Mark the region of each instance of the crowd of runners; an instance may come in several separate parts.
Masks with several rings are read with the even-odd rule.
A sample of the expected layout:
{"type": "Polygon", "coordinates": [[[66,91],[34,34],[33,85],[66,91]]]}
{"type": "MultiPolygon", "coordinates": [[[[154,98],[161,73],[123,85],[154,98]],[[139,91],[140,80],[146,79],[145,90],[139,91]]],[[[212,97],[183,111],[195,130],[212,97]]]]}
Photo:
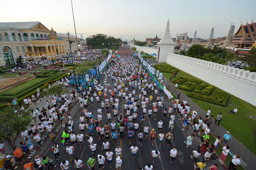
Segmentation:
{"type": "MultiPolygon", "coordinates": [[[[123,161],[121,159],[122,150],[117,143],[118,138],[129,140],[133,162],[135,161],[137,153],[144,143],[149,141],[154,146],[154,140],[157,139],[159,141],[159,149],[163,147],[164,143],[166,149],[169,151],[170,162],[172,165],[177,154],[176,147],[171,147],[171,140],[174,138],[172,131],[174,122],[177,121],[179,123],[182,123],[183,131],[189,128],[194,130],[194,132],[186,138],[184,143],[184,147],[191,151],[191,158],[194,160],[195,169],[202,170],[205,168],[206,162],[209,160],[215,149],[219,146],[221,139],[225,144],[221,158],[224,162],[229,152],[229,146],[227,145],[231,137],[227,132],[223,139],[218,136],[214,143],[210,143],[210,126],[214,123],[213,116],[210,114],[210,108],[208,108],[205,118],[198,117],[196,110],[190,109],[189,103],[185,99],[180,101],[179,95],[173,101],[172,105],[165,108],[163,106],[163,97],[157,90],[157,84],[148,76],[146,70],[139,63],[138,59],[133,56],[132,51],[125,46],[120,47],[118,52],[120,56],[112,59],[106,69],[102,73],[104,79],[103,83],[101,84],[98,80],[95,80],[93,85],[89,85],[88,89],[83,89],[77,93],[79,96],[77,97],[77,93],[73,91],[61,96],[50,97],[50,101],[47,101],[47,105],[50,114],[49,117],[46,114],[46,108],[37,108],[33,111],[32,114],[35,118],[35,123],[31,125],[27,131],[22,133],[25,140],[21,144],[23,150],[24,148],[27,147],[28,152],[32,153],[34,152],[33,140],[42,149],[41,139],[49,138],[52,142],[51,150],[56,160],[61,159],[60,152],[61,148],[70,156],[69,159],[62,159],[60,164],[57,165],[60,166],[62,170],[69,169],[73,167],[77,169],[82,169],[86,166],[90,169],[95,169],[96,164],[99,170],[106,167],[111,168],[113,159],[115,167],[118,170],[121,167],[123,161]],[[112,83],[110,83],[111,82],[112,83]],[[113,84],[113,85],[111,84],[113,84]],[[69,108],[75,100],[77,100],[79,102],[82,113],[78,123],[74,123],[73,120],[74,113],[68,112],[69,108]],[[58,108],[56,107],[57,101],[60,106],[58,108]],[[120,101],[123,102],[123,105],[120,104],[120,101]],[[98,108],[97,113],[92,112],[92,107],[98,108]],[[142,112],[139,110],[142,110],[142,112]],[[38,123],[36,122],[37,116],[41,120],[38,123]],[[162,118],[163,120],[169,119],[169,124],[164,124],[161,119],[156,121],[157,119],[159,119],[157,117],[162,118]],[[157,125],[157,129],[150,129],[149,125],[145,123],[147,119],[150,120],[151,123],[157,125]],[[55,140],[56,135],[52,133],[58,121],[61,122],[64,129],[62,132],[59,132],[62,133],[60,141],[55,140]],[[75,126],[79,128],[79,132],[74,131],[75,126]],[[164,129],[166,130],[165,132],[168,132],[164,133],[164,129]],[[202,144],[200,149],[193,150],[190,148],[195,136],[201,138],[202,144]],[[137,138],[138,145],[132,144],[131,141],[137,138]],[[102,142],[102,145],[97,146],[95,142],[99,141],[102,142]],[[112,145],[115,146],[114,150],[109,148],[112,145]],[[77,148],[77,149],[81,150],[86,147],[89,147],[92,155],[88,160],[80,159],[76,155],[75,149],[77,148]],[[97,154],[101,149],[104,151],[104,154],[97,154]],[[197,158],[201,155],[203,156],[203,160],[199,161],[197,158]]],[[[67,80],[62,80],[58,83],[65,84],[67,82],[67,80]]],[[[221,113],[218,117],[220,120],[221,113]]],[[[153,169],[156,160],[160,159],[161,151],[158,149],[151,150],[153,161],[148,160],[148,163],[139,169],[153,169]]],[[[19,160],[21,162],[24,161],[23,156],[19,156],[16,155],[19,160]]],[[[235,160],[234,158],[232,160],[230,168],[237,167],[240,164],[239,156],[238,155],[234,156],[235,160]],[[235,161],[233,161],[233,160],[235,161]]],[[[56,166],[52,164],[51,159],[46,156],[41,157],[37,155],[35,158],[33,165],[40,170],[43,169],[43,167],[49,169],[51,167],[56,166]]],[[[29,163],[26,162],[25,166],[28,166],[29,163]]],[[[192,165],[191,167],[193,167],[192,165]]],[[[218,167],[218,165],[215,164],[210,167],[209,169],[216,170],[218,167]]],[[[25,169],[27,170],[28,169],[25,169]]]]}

------------------------------------------------------------

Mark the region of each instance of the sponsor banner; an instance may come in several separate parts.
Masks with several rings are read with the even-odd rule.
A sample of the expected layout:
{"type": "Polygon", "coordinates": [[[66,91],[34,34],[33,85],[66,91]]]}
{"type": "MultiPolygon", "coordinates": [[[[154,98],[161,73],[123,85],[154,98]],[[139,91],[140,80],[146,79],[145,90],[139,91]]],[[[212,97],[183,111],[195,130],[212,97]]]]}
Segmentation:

------------------------------------------------------------

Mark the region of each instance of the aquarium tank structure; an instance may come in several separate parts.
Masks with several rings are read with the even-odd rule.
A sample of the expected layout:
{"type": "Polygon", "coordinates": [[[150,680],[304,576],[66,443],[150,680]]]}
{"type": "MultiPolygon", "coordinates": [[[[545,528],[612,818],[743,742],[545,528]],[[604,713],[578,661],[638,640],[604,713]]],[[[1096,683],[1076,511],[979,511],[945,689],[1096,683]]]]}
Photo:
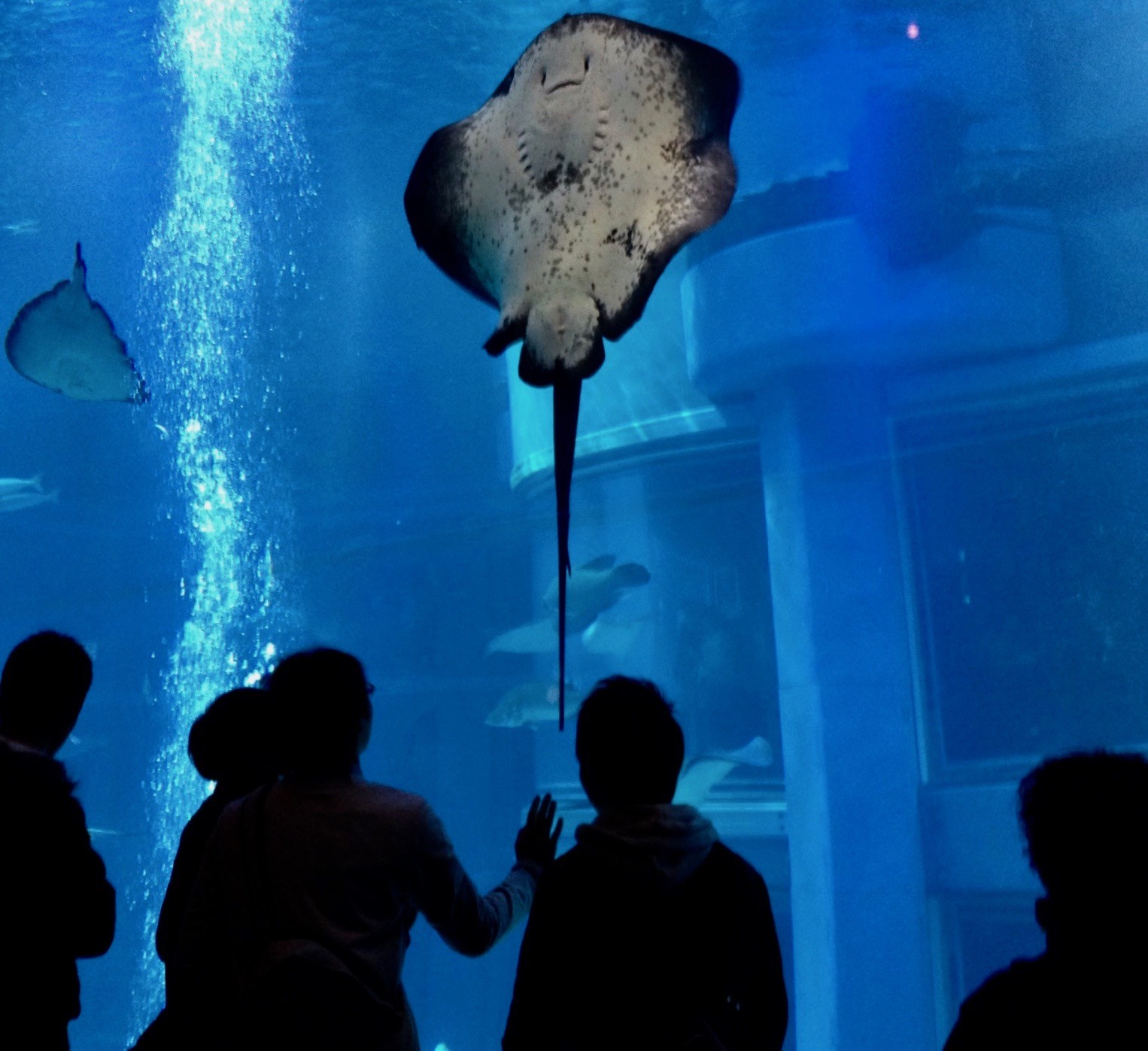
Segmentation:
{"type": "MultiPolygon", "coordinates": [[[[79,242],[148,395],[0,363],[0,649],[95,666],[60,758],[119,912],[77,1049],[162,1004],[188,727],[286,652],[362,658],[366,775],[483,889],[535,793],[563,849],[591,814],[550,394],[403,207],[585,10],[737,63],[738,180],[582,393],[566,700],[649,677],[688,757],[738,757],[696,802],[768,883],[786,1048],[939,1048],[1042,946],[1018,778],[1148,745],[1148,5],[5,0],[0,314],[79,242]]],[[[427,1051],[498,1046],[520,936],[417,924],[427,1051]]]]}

------------------------------------------------------------

What the task asks:
Return each line above that contains the string "instance". Treat uppercase and lowercase as different.

Task solution:
Mark the region of each instance of the crowd of runners; an instance may come in several separate parts.
Mark the region of each instance of the sponsor banner; an instance may come in several separate parts.
Mark the region of each instance of the aquarium tank structure; an instance may come in several separate parts.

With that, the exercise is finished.